Diana Daly, bottom row, 4th from left
Elaine Boone, top row, 3rd from right
Devera Ehrenberg, center row, far right
Parkinson’s Fitness Balance in Motion instructor Dianna Daly (https://parkinsonsfitness.org/about-fitness/class-instructors/) was recently invited by Linda Tickle-Degnen, PhD, OT, FQOTA and professor of the OT Department at Tufts University to participate as one of their guest faculty-staff participants at a university-sponsored Dance for Healthy Aging with Parkinson’s Disease workshop. The goal of the workshop was teaching Tufts OT students how to interact directly and collaboratively with people with Parkinson’s. To help accomplish the goal, Dianna invited two of her local Parkinson’s Fitness class members to accompany her to the event.
Showcasing the incredibly successful work in the field of dance to augment medical technologies used in combatting the progressively debilitating nature of Parkinson’s were David Leventhal, Program Director and founding teacher of the nationally acclaimed Dance for PD program, a nonprofit collaboration of MMDG and the Brooklyn Parkinson Group that leads dance classes around the world (https://danceforparkinsons.org/), and Pamela Quinn, professional dancer and Parkinson’s consultant for people with Parkinson’s, who has lived with her Parkinson’s diagnosis for over 20 years (https://pdmovementlab.com/about). Pam’s personal experience of dance and Parkinson’s gives her a unique perspective from which to analyze physical function, and to imagine creative solutions to the problems posed by Parkinson’s.
According to Quinn, “Dance by its very nature contributes to everyday health: working and stretching muscles leads to strength and flexibility; learning and remembering movement tones the brain; touch and partnering provide social contact, and creative context promotes expression and use of the imagination. People of any age, especially the elderly, need movement, fun, challenge, and connection. This workshop allowed participants to experience all those things first hand and helped them understand how to create such an environment for others as well.”

···

◆ What to produce ◆
Continue the piece about the Tufts dance workshop for people with Parkinson's, picking up right after its last sentence.

···

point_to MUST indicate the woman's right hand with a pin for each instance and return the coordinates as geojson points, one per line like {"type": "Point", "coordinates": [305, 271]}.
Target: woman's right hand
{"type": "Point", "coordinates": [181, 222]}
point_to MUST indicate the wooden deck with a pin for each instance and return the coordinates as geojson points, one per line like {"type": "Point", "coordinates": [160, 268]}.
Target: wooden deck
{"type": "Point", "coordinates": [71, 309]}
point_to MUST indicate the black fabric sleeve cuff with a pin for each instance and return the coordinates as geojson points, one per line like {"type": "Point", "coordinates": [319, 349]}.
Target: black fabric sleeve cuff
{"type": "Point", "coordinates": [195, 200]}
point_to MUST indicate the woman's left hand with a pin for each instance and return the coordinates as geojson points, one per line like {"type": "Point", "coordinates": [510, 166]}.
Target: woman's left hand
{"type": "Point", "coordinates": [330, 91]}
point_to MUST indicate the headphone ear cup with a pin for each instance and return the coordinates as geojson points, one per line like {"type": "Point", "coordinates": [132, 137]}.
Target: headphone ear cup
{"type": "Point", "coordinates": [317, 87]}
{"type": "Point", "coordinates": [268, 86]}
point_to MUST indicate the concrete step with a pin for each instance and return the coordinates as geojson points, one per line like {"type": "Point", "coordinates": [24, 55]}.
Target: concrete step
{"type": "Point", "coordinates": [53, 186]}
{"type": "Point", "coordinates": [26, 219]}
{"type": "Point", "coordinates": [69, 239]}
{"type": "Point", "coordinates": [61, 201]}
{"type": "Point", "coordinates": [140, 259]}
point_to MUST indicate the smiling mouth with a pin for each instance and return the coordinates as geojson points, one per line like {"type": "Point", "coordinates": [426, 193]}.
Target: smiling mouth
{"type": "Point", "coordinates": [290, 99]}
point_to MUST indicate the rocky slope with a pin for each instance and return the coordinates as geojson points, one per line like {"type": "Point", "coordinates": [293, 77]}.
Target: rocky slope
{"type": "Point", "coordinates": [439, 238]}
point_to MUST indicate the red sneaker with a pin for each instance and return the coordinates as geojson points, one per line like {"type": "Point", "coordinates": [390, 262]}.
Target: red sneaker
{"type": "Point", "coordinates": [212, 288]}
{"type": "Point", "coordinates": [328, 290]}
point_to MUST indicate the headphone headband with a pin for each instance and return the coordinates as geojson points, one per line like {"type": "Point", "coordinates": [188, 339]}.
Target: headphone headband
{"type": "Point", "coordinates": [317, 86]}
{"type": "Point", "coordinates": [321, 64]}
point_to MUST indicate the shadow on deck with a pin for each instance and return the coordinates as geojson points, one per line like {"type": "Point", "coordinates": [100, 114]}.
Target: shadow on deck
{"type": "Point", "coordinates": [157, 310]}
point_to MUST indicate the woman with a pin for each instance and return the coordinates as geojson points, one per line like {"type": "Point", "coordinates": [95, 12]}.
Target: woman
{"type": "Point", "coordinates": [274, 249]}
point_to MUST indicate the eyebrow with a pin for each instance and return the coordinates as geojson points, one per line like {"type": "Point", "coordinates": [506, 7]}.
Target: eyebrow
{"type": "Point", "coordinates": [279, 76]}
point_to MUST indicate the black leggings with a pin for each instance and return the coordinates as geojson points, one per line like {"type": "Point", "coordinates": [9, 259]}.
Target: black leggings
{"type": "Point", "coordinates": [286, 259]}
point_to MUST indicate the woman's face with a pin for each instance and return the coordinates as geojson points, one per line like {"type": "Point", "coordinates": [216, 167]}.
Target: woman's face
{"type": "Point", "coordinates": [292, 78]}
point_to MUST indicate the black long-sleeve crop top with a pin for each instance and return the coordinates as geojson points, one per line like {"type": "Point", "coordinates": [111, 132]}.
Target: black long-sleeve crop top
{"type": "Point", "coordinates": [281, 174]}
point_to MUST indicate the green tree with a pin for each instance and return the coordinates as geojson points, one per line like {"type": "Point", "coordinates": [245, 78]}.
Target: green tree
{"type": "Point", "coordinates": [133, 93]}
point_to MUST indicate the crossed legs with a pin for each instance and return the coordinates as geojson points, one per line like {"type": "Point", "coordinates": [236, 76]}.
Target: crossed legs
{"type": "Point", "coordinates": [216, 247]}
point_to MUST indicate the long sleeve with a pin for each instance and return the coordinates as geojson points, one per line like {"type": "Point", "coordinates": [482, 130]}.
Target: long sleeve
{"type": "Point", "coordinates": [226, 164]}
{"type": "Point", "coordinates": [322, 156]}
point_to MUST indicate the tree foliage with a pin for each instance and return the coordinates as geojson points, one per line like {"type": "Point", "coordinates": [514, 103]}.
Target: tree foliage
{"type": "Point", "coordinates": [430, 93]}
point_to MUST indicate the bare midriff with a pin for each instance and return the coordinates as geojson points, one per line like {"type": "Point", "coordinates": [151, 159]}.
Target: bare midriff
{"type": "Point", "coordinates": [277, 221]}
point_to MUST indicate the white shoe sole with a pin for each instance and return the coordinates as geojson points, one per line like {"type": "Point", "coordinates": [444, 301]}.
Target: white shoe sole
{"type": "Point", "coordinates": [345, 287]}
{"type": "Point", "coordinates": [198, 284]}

···

◆ Written reply ◆
Quoting Dianna after the workshop experience: “It was great to be there alongside Devera and Elaine to represent our Parkinson’s Fitness community.”
Elaine Boone, one of Dianna’s class members, offers her experience of attending the event: “I really enjoy going to anything that will give me support and, even more, ways to keep me moving. The dance session was very uplifting. Pam and David made the exercises fun and us all so much good advice. Everyone with Parkinson’s should watch Pam’s videos. As someone with Parkinson’s herself, she has discovered so many different moves that can keep us all going. And I enjoyed working with the students. The more they can see people with Parkinson’s and what symptoms we have and what we can do to slow the progression down, the better for them.
Without programs and the wonderful people who give of their time, we would be lost. We couldn’t do it without you all, and thank you for inviting me to the sessions. Please keep up your wonderful work!”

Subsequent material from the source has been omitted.